Document extract:
• • • •

Thursday, November 30, 2006

A Week of Landmarks

Counting today, I have been in Salt Lake for 105 days. In the last week, I have had many new experiences. I want to share some of those with you...Aren't you all overjoyed?

I'll start with the beginning of the week.

101 days in SLC - the first time I, a single male with short hair living alone, had to clean the hair out of the tub drain.

103 days in SLC - the first time I woke up to a Salt Lake with accumulated snow on the ground down here in the Valley. It was only about half an inch though...even though the weather people predicted 4-5 inches in the Valley

104 days in SLC - the first time I woke up to lots of snow in the Valley. There were 3-4 inches and I had to walk through it all to get to the bus stop.

104 days in SLC - the first time I realized that New Balance 574s aren't gonna cut it in Salt Lake snow. I probably need to run and get some shoes that are a little more weather proof.

Side story - though I complain a lot about the cold here, and I mean a lot...I really love snow. I guess I get so excited about it because we don't get so much in TN. There have been several instances where it has been spitting out a few snow flakes here in the Valley and I have been super excited. I would walk around and say "it's snowing! Isn't it great!" People would blow me off. They would say something to the effect of "it's not really snowing...just you wait." So I waited. And I thought that Utahns don't get very excited about snow.

When I got on the bus yesterday morning... the snow was all the buzz. The bus is pretty quiet on most days. Yesterday morning, there was a huge conversation going on. There is usually only 2 or 3 people talking to each other. Yesterday morning, there was like a 10 person coversation going on. It was crazy. I mean, I didn't join in, but it was cool. Everyone loves snow.

104 days in SLC - the first time I ever shovelled snow. Does sovelled have one L or two? Anyways, my landlord is a flight attendant and is rarely home, so he asked me to shovel the snow yesterday. I was more than willing as I had never done it before. Now that I've done it...nothing special. Actually, I didn't think it was possible to work up a sweat with the temperature in the teens. I was wrong.

105 days in SLC - the first time I made a near fatal mistake in my clothing choice. No, I didn't wear real white instead of winter white. Actually, I did...but that's not what I'm talking about. Today I wore a t-shirt over a white thermal shirt (like long johns but more stylish) and then decided to put on the thinnest jacket I own. I mean, the sun was out so it couldn't be that cold right? Not right. After about 2 minutes at the bus stop I thought I would die. I chalked it up to the thin jacket. When I got to work everyone was surprised I was still in Utah. This is because I whine about the cold a lot...before it was even cold (that is, cold to Utahns). I looked at weather.com and it said the temp. in SLC was 12 degrees, and felt like 6 degrees. I agree.

Great landmarks huh?

Sunday, November 26, 2006

Utes vs. Cougars

Yesterday (Saturday) I went to the BYU and University of Utah football game. I must admit up front, though it wasn't an SEC game, it was probably the best game I have ever been present for, and one of the three or four best games I have ever seen.

• • • •

(Stored dataset rows)

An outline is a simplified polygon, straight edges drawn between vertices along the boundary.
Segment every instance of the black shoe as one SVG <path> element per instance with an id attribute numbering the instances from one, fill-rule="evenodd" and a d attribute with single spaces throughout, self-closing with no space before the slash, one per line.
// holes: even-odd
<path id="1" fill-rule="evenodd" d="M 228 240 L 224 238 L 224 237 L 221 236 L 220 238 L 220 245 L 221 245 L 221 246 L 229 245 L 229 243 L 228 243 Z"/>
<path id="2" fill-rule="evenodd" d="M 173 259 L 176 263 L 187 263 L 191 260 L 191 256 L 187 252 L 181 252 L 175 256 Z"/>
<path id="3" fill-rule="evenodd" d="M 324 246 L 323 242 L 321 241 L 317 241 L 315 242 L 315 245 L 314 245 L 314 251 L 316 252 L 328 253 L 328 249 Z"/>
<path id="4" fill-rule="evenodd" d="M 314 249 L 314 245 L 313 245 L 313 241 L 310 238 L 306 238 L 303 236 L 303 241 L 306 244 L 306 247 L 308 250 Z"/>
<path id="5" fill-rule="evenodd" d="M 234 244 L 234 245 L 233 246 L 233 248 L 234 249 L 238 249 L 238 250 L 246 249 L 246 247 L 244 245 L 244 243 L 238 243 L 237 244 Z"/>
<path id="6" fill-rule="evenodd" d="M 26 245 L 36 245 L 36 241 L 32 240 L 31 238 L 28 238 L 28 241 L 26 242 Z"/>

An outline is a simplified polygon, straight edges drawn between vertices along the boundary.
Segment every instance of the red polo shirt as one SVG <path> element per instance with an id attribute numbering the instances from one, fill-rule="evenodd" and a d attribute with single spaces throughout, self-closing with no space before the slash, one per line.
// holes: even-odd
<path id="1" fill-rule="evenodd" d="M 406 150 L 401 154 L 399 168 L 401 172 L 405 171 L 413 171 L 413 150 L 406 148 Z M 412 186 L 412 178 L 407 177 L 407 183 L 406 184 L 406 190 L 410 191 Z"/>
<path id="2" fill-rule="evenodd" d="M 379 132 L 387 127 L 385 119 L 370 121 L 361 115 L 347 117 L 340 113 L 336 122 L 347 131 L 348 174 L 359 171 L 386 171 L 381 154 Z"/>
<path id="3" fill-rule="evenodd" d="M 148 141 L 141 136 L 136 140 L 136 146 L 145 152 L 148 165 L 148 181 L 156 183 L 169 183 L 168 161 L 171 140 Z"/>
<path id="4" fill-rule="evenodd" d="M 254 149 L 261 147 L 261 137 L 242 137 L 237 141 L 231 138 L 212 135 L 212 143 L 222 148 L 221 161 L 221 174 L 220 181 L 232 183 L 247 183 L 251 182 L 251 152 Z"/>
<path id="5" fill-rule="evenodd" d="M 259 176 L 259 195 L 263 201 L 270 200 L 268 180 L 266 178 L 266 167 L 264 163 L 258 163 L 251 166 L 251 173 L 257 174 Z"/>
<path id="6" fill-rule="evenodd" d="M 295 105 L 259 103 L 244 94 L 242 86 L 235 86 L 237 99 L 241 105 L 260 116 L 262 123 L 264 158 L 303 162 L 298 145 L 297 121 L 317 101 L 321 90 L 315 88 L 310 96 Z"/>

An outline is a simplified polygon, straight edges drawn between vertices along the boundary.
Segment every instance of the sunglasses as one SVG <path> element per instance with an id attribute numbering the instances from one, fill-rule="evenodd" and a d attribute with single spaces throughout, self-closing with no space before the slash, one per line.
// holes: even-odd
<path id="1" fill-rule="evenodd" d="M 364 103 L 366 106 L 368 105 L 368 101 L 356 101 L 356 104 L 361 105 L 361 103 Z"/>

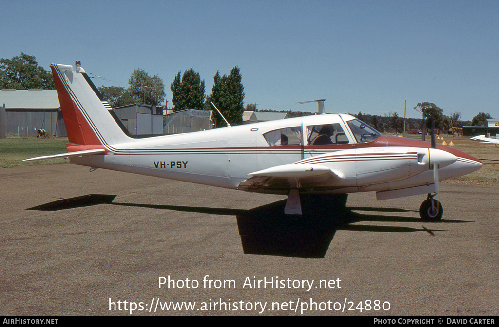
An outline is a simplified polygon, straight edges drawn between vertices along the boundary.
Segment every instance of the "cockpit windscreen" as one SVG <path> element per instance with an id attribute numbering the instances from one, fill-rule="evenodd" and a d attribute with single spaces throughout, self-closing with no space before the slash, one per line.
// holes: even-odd
<path id="1" fill-rule="evenodd" d="M 374 128 L 358 119 L 349 121 L 347 122 L 347 124 L 359 143 L 370 142 L 381 135 Z"/>

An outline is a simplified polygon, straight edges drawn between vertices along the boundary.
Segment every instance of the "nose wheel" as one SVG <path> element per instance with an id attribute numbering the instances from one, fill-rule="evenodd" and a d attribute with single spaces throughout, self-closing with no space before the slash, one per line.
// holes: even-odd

• • • •

Tasks to carry out:
- A) Copy the rows word for word, starting with the first row and going on through the line containing "324 246 L 323".
- B) Pick up the Salt Lake City blog after its last sentence and keep writing.
These rows have no connection to the Salt Lake City blog.

Results by task:
- A)
An outline is a simplified polygon, straight edges drawn between vertices along the boundary.
Segment every instance of the black shoe as one SVG <path> element per instance with an id attribute numbering the instances from one, fill-rule="evenodd" and a d attribute with single spaces throughout, self-closing with no space before the slash, one per line.
// holes: even-odd
<path id="1" fill-rule="evenodd" d="M 228 240 L 224 238 L 224 237 L 221 236 L 220 238 L 220 245 L 221 245 L 221 246 L 229 245 L 229 243 L 228 243 Z"/>
<path id="2" fill-rule="evenodd" d="M 173 259 L 176 263 L 187 263 L 191 260 L 191 256 L 187 252 L 181 252 L 175 256 Z"/>
<path id="3" fill-rule="evenodd" d="M 324 246 L 323 242 L 321 241 L 317 241 L 315 242 L 315 245 L 314 245 L 314 251 L 316 252 L 328 253 L 328 249 Z"/>

- B)
I also better admit up front that again, like last game, I had nothing at stake in the game and could really care less about the outcome of the game. With that being said, I must say that I did a darn good job cheering the Utah Utes on.

My friend is a grad student at the U (what us locals call the university of Utah - like how I called myself a local?) so she got the tickets and I went with her and some of her friends. It was a great day for a game, pretty cold, but a nice day for a huge rivalry game.

Our seats were in a section that was dominated by BYU fans, which made it even more fun to yell for Utah, even though I didn't care too much. The lady that sat right be hind me, well, we stood the entire game, so the lady who stood right behind me screamed after every play that was halfway decent for BYU. When I say screamed, picture the worst sound you can imagine and times it by 57. It was horrible, especially the first quarter when BYU dominated. I got in the habit of shaking my pompom they gave me right over my head, hoping to smack her in her face, so she would be forced to back up and not be right in my ear.

The same lady also called the BYU players by their first name in an annoying manner. My friends had a good time with this. She had to feel bad by the end of the game.

Well, she had to have low self esteem. BYU won with no time left on the clock, so she had to be feeling pretty good for that.

The ending was what made the game so good for me (an indifferent observer who just wanted to see a great game) and BYU fans. It had to stink for Ute fans. Utah had been manhandled in the first quarter, but then really owned the rest of the game. With very little time left BYU drove down the field and then on the last play, with 3.6 left before the snap, had an amazing qb scramble and pass to a man who had been left wide open in the end zone after the scramble. Great game.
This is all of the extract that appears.